* **CHALLENGE**
Please render each line of the records below as a Markdown table with the columns Row and Line, numbering the rows in order. Leave out blank lines and the pictures.

[Entries drawn from a collection]
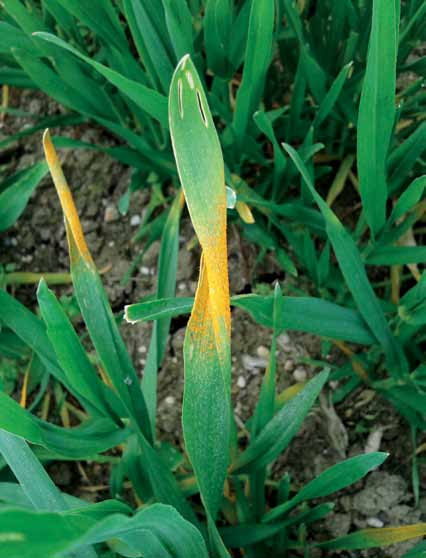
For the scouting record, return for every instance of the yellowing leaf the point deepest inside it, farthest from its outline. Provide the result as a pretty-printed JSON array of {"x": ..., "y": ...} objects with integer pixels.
[{"x": 206, "y": 410}]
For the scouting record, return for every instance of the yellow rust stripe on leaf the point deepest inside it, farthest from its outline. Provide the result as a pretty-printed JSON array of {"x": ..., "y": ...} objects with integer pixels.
[
  {"x": 65, "y": 197},
  {"x": 393, "y": 535}
]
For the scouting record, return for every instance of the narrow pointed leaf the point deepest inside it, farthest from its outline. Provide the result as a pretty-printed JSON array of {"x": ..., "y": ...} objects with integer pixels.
[{"x": 206, "y": 408}]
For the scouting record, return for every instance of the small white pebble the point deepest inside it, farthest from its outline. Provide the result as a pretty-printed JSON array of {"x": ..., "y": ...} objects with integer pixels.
[
  {"x": 135, "y": 220},
  {"x": 300, "y": 374},
  {"x": 375, "y": 522},
  {"x": 288, "y": 365},
  {"x": 262, "y": 351},
  {"x": 241, "y": 382}
]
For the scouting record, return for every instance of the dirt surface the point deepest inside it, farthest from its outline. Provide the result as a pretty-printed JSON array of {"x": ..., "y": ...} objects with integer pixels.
[{"x": 37, "y": 243}]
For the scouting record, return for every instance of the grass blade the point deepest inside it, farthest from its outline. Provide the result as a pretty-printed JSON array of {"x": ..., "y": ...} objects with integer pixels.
[
  {"x": 206, "y": 409},
  {"x": 353, "y": 270},
  {"x": 94, "y": 305},
  {"x": 377, "y": 111},
  {"x": 14, "y": 199},
  {"x": 257, "y": 59}
]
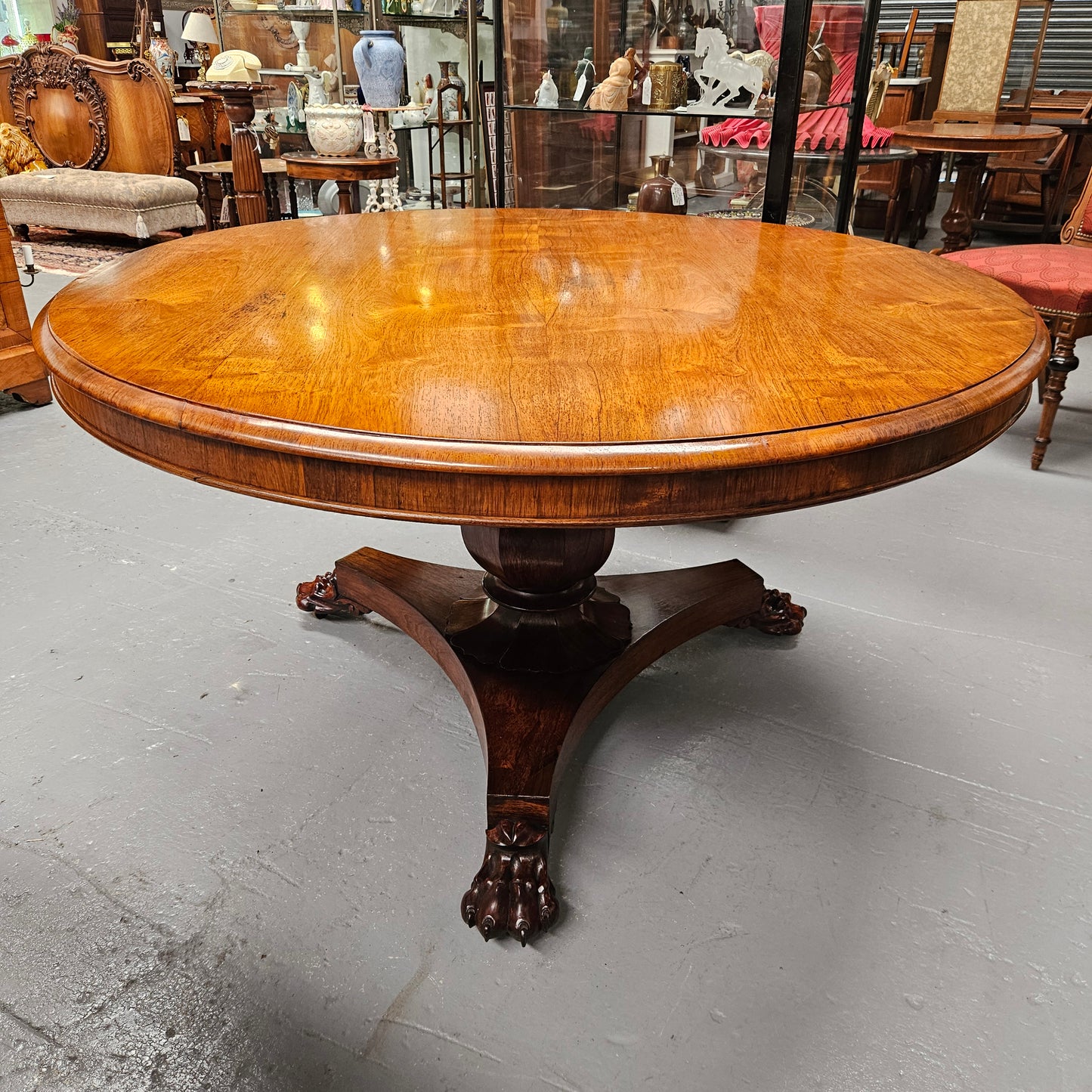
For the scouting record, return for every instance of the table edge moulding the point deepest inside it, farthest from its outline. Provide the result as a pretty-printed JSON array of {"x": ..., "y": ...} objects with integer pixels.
[{"x": 533, "y": 640}]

* **WRITTEN SOLUTION**
| Row | Line |
|---|---|
| 1 | For the scouting record, return for every instance of the yellowing leaf the point deepest inside it, farthest from its outline. Provide the result as a pretty-printed JSON array of {"x": ..., "y": ...} objects with integer pixels. |
| 2 | [{"x": 206, "y": 410}] |
| 3 | For the scouting record, return for every instance of the yellow rust stripe on leaf the point deepest inside it, farthest from its outline. Provide the result as a pretty-printed JSON array of {"x": ..., "y": ...} objects with integer pixels. |
| 4 | [ |
| 5 |   {"x": 65, "y": 197}, |
| 6 |   {"x": 393, "y": 535} |
| 7 | ] |
| 8 | For the scouting record, return for every instance of the narrow pointed leaf the point deepest inside it, farthest from its outline. Provide the result as a pretty-printed JSON array of {"x": ..., "y": ...} objects with integer pixels. |
| 9 | [{"x": 206, "y": 408}] |
| 10 | For the scouting record, return for every instance of the small white pebble the point deepest inside it, farthest from its outline. Provide the result as a pretty-printed JSON array of {"x": ..., "y": ...} objects with integer pixels. |
| 11 | [ |
| 12 |   {"x": 135, "y": 220}, |
| 13 |   {"x": 300, "y": 374}, |
| 14 |   {"x": 375, "y": 522}, |
| 15 |   {"x": 288, "y": 365}, |
| 16 |   {"x": 262, "y": 351}, |
| 17 |   {"x": 241, "y": 382} |
| 18 | ] |
| 19 | For the scouting record, return for every instance of the dirt surface the point deepest inside it, farthest from its outline. Provide the result as a pretty-printed JSON array of {"x": ..., "y": ...} objects with integer pixels. |
| 20 | [{"x": 37, "y": 243}] |
| 21 | For the scouting record, return for every instance of the grass blade the point deepest inside it, farthest from its outline. Provide the result as a pretty-printed JSON array of {"x": ..., "y": ...} objects with integer pixels. |
| 22 | [ |
| 23 |   {"x": 206, "y": 409}, |
| 24 |   {"x": 353, "y": 270}, |
| 25 |   {"x": 94, "y": 305}, |
| 26 |   {"x": 377, "y": 111}, |
| 27 |   {"x": 14, "y": 199}, |
| 28 |   {"x": 257, "y": 59} |
| 29 | ] |
| 30 | For the scouting record, return for every instance of the table edge moulding the point deepest inside it, farthest from its outline. Provide the result as a pretty-printed JSON array of {"x": ..., "y": ...} objects with integer pixels. |
| 31 | [{"x": 533, "y": 640}] |